> **The tasks**:
[a] In the outliner RFC thread, why is outlining done at Os only when profile data is available? Answer in one to three sentences.
[b] According to the outliner RFC thread, does the outliner currently perform continual outlining?
[c] Continue the outliner RFC thread from where it stops.

> **Source passage**:
........

[llvm-dev] [RFC] Add IR level interprocedural outliner for code size.

Mon Jul 24 16:56:57 PDT 2017

Hey Quentin,
 Sorry I missed the last question. Currently it doesn't do continual
outlining, but it's definitely a possibility.
Thanks,
River Riddle

On Mon, Jul 24, 2017 at 4:36 PM, River Riddle <riddleriver at gmail.com> wrote:

> Hi Quentin,
>   I understand your points and I believe that some meaning is being lost
> via email. For performance it's true that that cost isn't necessarily
> modeled, there is currently only support for using profile data to avoid
> mitigate that. I was working under the assumption, possibly incorrectly,
> that at Oz we favor small code over anything else including runtime
> performance. This is why we only run at Os if we have profile data, and
> even then we are very conservative about what we outline from.
>   I also understand that some target hooks may be required for certain
> things, it happens for other IR level passes as well. I just want to
> minimize that behavior as much as I can, though thats a personal choice.
> As for a motivating reason to push for this, it actually solves some of
> the problems that you brought up in the post for the original Machine
> Outliner RFC. If I can quote you:
>
> "So basically, better cost model. That's one part of the story.
>
> The other part is at the LLVM IR level or before register allocation
> identifying similar code sequence is much harder, at least with a suffix
> tree like algorithm. Basically the problem is how do we name our
> instructions such that we can match them.
> Let me take an example.

........

> **Data extract**:
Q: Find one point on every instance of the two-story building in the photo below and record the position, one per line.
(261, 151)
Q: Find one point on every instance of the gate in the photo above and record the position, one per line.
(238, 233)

........

> **Responses to the tasks**:
[a] The runtime cost of outlining isn't fully modeled, and profile data is currently the only way to limit that cost. The author assumed that Oz favors small code over everything else, including runtime performance. So at Os, outlining runs only with profile data, and even then it outlines conservatively.

[b] No, it doesn't currently do continual outlining, though that is a possibility.

[c]
> foo() {
> /* bunch of code */
> a = add b, c;
> d = add e, f;
> }
>
> bar() {
> d = add e, g;
> f = add c, w;
> }
>
> With proper renaming, we can outline both adds in one function. The
> difficulty is to recognize that they are semantically equivalent to give
> them the same identifier in the suffix tree. I won’t get into the details
> but it gets tricky quickly. We were thinking of reusing GVN to have such
> identifier if we wanted to do the outlining at IR level but solving this
> problem is hard."
>
> This outliner will catch your case, it is actually one of the easiest
> cases for it to catch. The outliner can recognize semantically equivalent
> instructions and can be expanded to catch even more.
>
> As for the cost model it is quite simple:
>  - We identify all of the external inputs into the sequence. For
> estimating the benefit we constant fold and condense the inputs so that we
> can get the set of *unique* inputs into the sequence.
>  - We also identify outputs from the sequence, instructions that have
> external references. We add the cost of storing/loading/passing output
> parameter to the outlined function.
>  - We identify one output to promote to a return value for the function.
> This can end up reducing an output parameter that is passed to our outlined
> function.
>  - We estimate the cost of the sequence of instructions by mostly using
> TTI.
>  - With the above we can estimate the cost per occurrence as well as the
> cost for the new function. Of course these are mostly estimates, we lean
> towards the conservative side to be safe.
>  - Finally we can compute an estimated benefit for the sequence taking
> into account benefit per occurrence and the estimated cost of the new
> function.
>
> There is definitely room for improvement in the cost model. I do not
> believe its the best but its shown to be somewhat reliable for most cases.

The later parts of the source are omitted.